▸ **About this exercise**: Copy all records verbatim.

── Source data

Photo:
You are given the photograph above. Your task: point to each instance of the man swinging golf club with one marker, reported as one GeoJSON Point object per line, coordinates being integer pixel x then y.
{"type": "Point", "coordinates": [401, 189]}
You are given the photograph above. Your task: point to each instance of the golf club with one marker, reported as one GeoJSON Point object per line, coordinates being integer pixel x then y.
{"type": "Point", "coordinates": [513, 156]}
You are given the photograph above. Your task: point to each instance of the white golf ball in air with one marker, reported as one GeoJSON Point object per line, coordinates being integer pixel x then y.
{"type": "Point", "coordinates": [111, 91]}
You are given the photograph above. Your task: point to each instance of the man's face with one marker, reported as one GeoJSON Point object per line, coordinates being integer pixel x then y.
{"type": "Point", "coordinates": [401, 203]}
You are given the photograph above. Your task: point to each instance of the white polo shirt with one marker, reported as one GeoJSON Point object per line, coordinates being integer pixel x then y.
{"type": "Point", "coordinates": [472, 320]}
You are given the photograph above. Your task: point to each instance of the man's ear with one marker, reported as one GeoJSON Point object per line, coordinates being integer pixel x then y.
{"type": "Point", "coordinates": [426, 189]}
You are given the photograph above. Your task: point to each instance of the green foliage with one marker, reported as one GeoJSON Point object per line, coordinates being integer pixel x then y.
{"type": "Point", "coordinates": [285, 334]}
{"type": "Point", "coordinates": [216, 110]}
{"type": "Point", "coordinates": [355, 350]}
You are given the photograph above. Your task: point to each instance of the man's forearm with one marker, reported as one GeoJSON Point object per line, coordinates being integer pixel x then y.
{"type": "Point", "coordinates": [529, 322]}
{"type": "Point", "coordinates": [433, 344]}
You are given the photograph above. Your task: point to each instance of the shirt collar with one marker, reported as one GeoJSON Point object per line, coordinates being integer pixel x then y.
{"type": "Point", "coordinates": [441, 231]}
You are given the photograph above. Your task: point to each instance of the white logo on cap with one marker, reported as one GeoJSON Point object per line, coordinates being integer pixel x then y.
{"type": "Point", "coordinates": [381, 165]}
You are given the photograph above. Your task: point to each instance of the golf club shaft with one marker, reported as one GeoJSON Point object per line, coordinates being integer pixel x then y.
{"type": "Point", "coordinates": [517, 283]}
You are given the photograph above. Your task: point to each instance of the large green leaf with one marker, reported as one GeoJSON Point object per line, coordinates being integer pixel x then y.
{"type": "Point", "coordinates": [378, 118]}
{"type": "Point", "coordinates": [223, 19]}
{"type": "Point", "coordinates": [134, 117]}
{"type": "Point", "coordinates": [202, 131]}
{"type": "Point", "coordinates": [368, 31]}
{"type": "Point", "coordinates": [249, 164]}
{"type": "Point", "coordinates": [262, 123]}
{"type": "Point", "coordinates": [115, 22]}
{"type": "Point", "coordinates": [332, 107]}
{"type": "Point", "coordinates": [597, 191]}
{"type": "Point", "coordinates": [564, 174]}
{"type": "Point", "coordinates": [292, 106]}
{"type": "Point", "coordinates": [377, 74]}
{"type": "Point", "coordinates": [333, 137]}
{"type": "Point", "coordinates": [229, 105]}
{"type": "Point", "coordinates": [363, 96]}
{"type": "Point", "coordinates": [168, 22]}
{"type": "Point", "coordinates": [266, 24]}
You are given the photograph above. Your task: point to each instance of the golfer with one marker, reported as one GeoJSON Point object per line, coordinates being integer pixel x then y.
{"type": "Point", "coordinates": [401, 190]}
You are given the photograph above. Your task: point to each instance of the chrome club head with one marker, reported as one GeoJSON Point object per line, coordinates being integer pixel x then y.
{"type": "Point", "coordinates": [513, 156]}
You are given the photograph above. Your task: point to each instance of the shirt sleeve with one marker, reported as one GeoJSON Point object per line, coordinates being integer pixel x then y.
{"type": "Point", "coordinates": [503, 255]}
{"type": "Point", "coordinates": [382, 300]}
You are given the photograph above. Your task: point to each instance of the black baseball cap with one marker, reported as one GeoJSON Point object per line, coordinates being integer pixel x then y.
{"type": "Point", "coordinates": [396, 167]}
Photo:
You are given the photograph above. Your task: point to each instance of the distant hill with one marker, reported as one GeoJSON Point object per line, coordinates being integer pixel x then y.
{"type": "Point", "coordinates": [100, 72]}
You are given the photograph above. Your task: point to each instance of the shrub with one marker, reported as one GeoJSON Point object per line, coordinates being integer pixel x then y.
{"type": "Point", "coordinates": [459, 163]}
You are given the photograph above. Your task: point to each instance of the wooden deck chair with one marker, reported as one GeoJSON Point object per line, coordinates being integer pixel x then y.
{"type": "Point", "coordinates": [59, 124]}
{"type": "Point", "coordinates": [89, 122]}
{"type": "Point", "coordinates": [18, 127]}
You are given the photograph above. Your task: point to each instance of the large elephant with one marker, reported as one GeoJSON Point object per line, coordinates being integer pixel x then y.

────

▸ **Output of the exercise**:
Photo:
You are given the photograph above. Your task: point to each instance of the man swinging golf club with one marker, reported as one GeoJSON Point object per line, coordinates being integer pixel x then y.
{"type": "Point", "coordinates": [401, 189]}
You are given the photograph above. Your task: point to each instance of the golf club with one marker, reported as one GeoJSON Point object per line, coordinates being integer pixel x then y.
{"type": "Point", "coordinates": [513, 156]}
You are given the photograph above. Your task: point to each instance of the white golf ball in air with one marker, reported as one GeoJSON Point object per line, coordinates being integer pixel x then y.
{"type": "Point", "coordinates": [111, 91]}
You are given the photograph above. Your task: point to each instance of the man's face with one marker, reported as one GeoJSON Point object per line, coordinates being integer pixel x then y.
{"type": "Point", "coordinates": [401, 203]}
You are given the photograph above. Your task: point to each instance of the white polo shirt with one marker, reported as one GeoJSON Point object per line, coordinates being integer pixel x then y.
{"type": "Point", "coordinates": [472, 320]}
You are given the photograph above. Your task: point to each instance of the man's ear with one marker, reported as one GeoJSON Point object per line, coordinates being integer pixel x then y.
{"type": "Point", "coordinates": [426, 189]}
You are given the photograph above. Your task: point to each instance of the green foliage with one marker, reported as one GeoJSON Point object per line, coordinates being integer pixel x then y.
{"type": "Point", "coordinates": [285, 334]}
{"type": "Point", "coordinates": [216, 110]}
{"type": "Point", "coordinates": [355, 350]}
You are given the photograph above. Your task: point to each instance of the man's forearm with one marker, reported as one GeoJSON Point object per line, coordinates being integer pixel x then y.
{"type": "Point", "coordinates": [529, 322]}
{"type": "Point", "coordinates": [433, 344]}
You are given the photograph above. Your task: point to each instance of the shirt collar with one marker, reported as one GeoJSON Point object per line, coordinates being integer pixel x then y.
{"type": "Point", "coordinates": [441, 231]}
You are given the photograph above. Your task: point to each instance of the white logo on cap with one marker, reported as one GeoJSON Point object per line, coordinates being integer pixel x then y.
{"type": "Point", "coordinates": [381, 165]}
You are given the photograph above. Your task: point to each instance of the golf club shaft with one marker, reported as one GeoJSON Point object per line, coordinates being integer pixel x then y.
{"type": "Point", "coordinates": [517, 283]}
You are given the photograph above. Your task: point to each instance of the large green leaf with one marker, reported as one GeoJSON Point object per line, coordinates being integer pixel x then y.
{"type": "Point", "coordinates": [378, 118]}
{"type": "Point", "coordinates": [223, 19]}
{"type": "Point", "coordinates": [134, 117]}
{"type": "Point", "coordinates": [202, 131]}
{"type": "Point", "coordinates": [368, 31]}
{"type": "Point", "coordinates": [249, 164]}
{"type": "Point", "coordinates": [262, 123]}
{"type": "Point", "coordinates": [115, 22]}
{"type": "Point", "coordinates": [332, 107]}
{"type": "Point", "coordinates": [597, 191]}
{"type": "Point", "coordinates": [564, 174]}
{"type": "Point", "coordinates": [292, 106]}
{"type": "Point", "coordinates": [377, 74]}
{"type": "Point", "coordinates": [333, 137]}
{"type": "Point", "coordinates": [229, 105]}
{"type": "Point", "coordinates": [363, 96]}
{"type": "Point", "coordinates": [168, 22]}
{"type": "Point", "coordinates": [266, 24]}
You are given the photograph above. Your task: point to each instance of the golfer with one marker, reported as one GeoJSON Point object per line, coordinates being integer pixel x then y.
{"type": "Point", "coordinates": [401, 190]}
You are given the photograph above. Your task: point to each instance of the chrome club head with one marker, reported as one GeoJSON Point object per line, coordinates being integer pixel x then y.
{"type": "Point", "coordinates": [513, 156]}
You are given the photograph above. Your task: point to each instance of the shirt sleeve with one marker, reported as one GeoJSON Point object per line, coordinates being integer pixel x then y.
{"type": "Point", "coordinates": [503, 255]}
{"type": "Point", "coordinates": [382, 300]}
You are given the photograph above. Your task: point to each instance of the black baseball cap with one marker, reported as one GeoJSON Point object per line, coordinates being integer pixel x then y.
{"type": "Point", "coordinates": [396, 167]}
Photo:
You are given the photograph above. Your task: point to each instance of the distant hill with one marker, reported as one GeoJSON Point object per line, coordinates being integer pixel x then y.
{"type": "Point", "coordinates": [100, 72]}
You are given the photograph above. Your task: point to each instance of the shrub with one marker, reported as one GeoJSON Point object per line, coordinates being integer pixel x then y.
{"type": "Point", "coordinates": [459, 163]}
You are given the photograph above. Your task: point to each instance of the wooden deck chair with one marker, reported as one GeoJSON Point object per line, coordinates being integer pixel x then y.
{"type": "Point", "coordinates": [59, 124]}
{"type": "Point", "coordinates": [89, 122]}
{"type": "Point", "coordinates": [18, 127]}
You are given the photograph above. Your task: point to each instance of the large elephant with one marker, reported as one GeoJSON Point object per line, coordinates being integer pixel x then y.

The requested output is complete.